_THINGS TO DO:_
**A)** From the passage on universities and graduates, reproduce the section starting at "IT USED TO BE" and ending at "or less happy.".
**B)** Based on the passage on universities and graduates, state whether each statement agrees with it. Answer yes or no, and quote the words that decide each one.
(i) The polytechnics focused mainly on teaching.
(ii) In a sandwich course, the student typically spent the second year working in industry.
(iii) In the early 1990s, the government let the polytechnics become self-governing universities.
**C)** According to the passage on universities and graduates, how long do most companies now put their new graduate recruits through training programmes?

In need of more entrepreneurial, effective graduates


IT USED TO BE that universities didn't have to worry their pretty little heads about anything so fancy as their contribution to the wider economy. Just as long as they taught students reasonably well and created a steady stream of new graduates for companies to employ, everybody was more or less happy.

The 'elite' universities that had been around for hundreds of years undertook research projects to try and keep their academics at the cutting edge of their disciplines, but the rest didn't bother much. The polytechnics in particular concentrated on teaching, often in a sandwich course format where the student would typically spend the third year of a four-year degree course working in industry. As a result, when they did graduate they were 'work ready' and could become productive very quickly.

These days, most companies feel they need to submit their new graduate recruits to a year of graduate training programmes to acquaint them with necessary skills such as team working, negotiation and meeting management, project management and budgeting. Skills you might have thought they could have picked up at university.

In the early 1990s, the government decided to harmonise the higher education system and allowed the polytechnics and then the larger colleges to become 'proper' self-governing universities, at the same time opening them up to sources of research funding.

_SOURCE MATERIAL:_

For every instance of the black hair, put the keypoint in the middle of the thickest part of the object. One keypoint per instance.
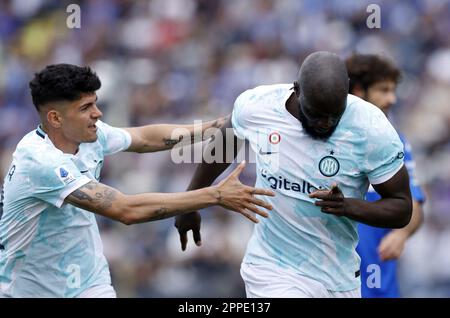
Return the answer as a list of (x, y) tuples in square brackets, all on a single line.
[(60, 82), (368, 69), (323, 79)]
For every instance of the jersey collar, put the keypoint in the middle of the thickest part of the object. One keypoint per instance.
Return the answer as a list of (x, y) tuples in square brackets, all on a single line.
[(40, 132)]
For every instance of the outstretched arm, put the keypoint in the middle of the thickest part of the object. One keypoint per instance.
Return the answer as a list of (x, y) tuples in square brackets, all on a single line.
[(153, 138), (129, 209), (392, 245), (393, 210), (204, 176)]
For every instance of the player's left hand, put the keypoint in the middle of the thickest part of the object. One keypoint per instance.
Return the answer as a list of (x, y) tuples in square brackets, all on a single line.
[(391, 246), (332, 200)]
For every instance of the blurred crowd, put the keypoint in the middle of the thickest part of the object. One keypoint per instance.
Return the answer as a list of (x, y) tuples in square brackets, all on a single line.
[(177, 61)]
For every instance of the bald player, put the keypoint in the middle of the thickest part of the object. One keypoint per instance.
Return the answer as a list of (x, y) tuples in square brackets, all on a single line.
[(319, 148)]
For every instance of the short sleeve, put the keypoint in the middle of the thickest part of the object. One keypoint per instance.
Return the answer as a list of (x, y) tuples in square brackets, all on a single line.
[(384, 152), (416, 191), (54, 180), (240, 118), (112, 139)]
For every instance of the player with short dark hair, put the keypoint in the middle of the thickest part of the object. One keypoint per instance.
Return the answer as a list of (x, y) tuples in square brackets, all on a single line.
[(374, 78), (50, 244)]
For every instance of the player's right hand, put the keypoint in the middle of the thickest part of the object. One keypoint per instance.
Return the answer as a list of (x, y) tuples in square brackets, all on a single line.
[(186, 222), (235, 196)]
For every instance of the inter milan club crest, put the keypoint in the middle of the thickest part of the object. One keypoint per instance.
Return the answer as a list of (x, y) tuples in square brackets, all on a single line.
[(329, 165), (274, 138)]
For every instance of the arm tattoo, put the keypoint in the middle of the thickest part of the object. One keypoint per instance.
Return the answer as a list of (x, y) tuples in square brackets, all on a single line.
[(172, 142), (102, 197)]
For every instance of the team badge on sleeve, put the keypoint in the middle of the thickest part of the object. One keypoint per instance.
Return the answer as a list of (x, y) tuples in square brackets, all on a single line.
[(64, 175), (329, 166)]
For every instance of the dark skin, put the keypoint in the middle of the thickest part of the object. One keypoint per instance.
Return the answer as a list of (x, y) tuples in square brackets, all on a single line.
[(393, 210)]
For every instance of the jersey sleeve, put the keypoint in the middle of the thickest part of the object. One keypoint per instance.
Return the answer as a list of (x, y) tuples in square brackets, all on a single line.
[(384, 155), (416, 191), (241, 118), (53, 180), (112, 139)]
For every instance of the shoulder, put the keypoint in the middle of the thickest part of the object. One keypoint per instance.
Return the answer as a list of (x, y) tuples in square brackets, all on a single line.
[(34, 153), (365, 117), (264, 92)]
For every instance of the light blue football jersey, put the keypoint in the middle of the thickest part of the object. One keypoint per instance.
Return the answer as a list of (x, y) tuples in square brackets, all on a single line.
[(364, 149), (50, 248)]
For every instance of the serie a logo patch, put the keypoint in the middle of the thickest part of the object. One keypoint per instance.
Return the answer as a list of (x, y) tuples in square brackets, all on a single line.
[(64, 175)]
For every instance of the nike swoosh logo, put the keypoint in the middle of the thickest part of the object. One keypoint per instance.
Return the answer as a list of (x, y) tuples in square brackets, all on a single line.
[(267, 152)]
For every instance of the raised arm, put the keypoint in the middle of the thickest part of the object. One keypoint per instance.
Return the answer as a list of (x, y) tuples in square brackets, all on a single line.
[(393, 210), (129, 209), (204, 176), (153, 138)]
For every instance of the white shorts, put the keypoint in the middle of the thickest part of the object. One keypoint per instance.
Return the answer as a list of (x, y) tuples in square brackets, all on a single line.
[(263, 281), (99, 291)]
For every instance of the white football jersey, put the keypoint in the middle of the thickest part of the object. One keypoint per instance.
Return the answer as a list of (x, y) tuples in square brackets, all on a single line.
[(364, 149), (49, 248)]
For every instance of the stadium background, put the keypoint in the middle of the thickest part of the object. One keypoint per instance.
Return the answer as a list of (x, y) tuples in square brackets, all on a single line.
[(179, 60)]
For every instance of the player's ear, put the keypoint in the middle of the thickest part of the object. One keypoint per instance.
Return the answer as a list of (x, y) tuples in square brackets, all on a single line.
[(54, 118), (358, 90)]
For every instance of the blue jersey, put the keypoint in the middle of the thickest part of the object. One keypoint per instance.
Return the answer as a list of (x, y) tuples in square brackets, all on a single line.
[(364, 149), (370, 238), (50, 248)]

_PER-TASK ANSWERS:_
**A)**
IT USED TO BE that universities didn't have to worry their pretty little heads about anything so fancy as their contribution to the wider economy. Just as long as they taught students reasonably well and created a steady stream of new graduates for companies to employ, everybody was more or less happy.

**B)**
(i) Yes: "The polytechnics in particular concentrated on teaching"
(ii) No: "the student would typically spend the third year of a four-year degree course working in industry"
(iii) Yes: "allowed the polytechnics and then the larger colleges to become 'proper' self-governing universities"

**C)** A year.